Patrick Robinson, GUEST COLUMNIST
I explained that the reversal of a decision by a higher court will only rarely imply that the judges in the lower court are stupid and not competent. I asserted that "law is basically an interpretative, persuasive and evaluative discipline. In law, there are very few eternal verities and mathematical certainties."
what statistics show
I then went on to do the unnecessary: to examine the statistics. The research showed that in the period from 1962 to 1990, of 268 appeals to the UK Privy Council, 74 were allowed, or 27 per cent; that, as will become evident later, is a relatively low percentage of reversals.
In my address to the Cornwall Bar Association in 2009, I looked not only at the number of Jamaican Court of Appeal decisions overturned by the UK Privy Council, but also at the number of England and Wales Court of Appeal decisions overturned by the House of Lords.
The comparison between the two appellate bodies is apt, since the judges hearing appeals from them are drawn from the same body, i.e., the House of Lords (note that since 2009, the UK Supreme Court has replaced the law lords of the House of Lords). The survey showed that the appeals allowed were roughly the same for both appellate bodies: between 30-40 per cent. This prompted me to say that on the basis of that statistic, our judges were as good as, or if you prefer, as bad as the UK judges.
In some years, the affirmation rate is very high. This year, for example, of 10 appeals heard so far from the Jamaican Court of Appeal, the first and only one to have been allowed by the UK Privy Council is the recently, much-publicised case of Anneth Livingston v R. Thus up to October, the Court of Appeal has an affirmation rate of 90 per cent for 2012 - an inconvenient truth overlooked by those who would present that case as an indication of a kind of systemic weakness in the Jamaican judiciary.
Why is it that in Jamaica we treat the overturning of a decision of the Court of Appeal by the UK Privy Council as a national disaster, shame or failure, when in any other country, including the UK, the reversal of a decision by a higher court is a quotidian occurrence, not warranting the attention we give to it?
The answer lies deep in a psyche, shaped and twisted by centuries of colonial socialisation, a psyche that conditions you to expect to find inferiority in your own when what is staring you in the face is anything but inferior. If that rationalisation is rejected, the only other explanation is sheer 'bad-minded' cussedness or dishonesty, or perhaps a mixture of both.

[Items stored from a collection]
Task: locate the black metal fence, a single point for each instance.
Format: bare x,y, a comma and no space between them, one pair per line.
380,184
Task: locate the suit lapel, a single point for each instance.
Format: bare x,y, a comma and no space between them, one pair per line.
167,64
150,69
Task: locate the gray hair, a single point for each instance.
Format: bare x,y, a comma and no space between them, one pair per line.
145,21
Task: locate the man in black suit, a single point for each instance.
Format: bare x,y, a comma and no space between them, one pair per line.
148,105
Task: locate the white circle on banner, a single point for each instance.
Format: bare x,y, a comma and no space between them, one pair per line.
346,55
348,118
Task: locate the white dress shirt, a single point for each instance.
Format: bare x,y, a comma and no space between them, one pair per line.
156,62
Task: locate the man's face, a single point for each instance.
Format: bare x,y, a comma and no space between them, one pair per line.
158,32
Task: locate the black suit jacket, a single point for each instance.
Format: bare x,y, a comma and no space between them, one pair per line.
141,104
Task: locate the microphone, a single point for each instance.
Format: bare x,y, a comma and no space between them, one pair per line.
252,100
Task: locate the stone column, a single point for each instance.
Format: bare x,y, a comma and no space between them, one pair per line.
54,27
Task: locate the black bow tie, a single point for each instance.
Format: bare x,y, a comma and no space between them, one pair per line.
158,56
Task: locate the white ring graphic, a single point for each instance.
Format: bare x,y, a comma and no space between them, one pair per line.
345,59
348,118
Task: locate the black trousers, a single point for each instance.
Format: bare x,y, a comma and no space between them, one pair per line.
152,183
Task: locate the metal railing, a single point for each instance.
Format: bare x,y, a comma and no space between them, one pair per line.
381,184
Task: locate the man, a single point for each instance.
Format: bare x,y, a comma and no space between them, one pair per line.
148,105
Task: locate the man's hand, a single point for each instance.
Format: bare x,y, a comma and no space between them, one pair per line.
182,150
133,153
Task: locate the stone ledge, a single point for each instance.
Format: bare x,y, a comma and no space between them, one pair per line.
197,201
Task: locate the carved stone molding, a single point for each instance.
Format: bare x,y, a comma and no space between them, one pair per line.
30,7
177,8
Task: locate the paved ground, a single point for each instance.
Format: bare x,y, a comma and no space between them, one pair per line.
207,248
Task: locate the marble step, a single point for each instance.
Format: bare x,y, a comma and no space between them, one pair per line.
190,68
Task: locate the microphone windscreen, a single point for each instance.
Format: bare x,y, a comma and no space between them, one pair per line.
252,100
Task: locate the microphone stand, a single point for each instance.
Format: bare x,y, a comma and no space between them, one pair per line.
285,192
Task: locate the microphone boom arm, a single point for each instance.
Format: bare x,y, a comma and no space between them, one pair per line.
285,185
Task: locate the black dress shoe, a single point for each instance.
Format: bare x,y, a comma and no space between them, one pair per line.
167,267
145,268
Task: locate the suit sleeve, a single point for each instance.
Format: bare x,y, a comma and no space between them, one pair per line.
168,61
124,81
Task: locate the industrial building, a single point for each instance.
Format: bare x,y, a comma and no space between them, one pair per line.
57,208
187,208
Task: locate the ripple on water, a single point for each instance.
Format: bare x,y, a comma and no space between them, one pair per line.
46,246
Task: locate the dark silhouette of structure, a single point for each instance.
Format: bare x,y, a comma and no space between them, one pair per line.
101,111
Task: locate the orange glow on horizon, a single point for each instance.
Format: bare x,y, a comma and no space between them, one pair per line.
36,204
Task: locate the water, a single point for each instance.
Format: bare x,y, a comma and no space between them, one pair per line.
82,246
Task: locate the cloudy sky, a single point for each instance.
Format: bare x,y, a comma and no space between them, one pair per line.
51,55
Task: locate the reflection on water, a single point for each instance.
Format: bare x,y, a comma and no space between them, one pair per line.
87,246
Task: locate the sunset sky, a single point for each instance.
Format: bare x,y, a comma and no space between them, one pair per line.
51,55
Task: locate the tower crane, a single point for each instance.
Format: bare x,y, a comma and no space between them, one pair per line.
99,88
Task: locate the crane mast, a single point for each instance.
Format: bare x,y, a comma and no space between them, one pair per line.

Exercise brief: From the column about appeal statistics, write out the passage that opens with the words containing "what statistics show" and closes with "House of Lords.". Rely solely on the column about appeal statistics.

Result of the task:
what statistics show
I then went on to do the unnecessary: to examine the statistics. The research showed that in the period from 1962 to 1990, of 268 appeals to the UK Privy Council, 74 were allowed, or 27 per cent; that, as will become evident later, is a relatively low percentage of reversals.
In my address to the Cornwall Bar Association in 2009, I looked not only at the number of Jamaican Court of Appeal decisions overturned by the UK Privy Council, but also at the number of England and Wales Court of Appeal decisions overturned by the House of Lords.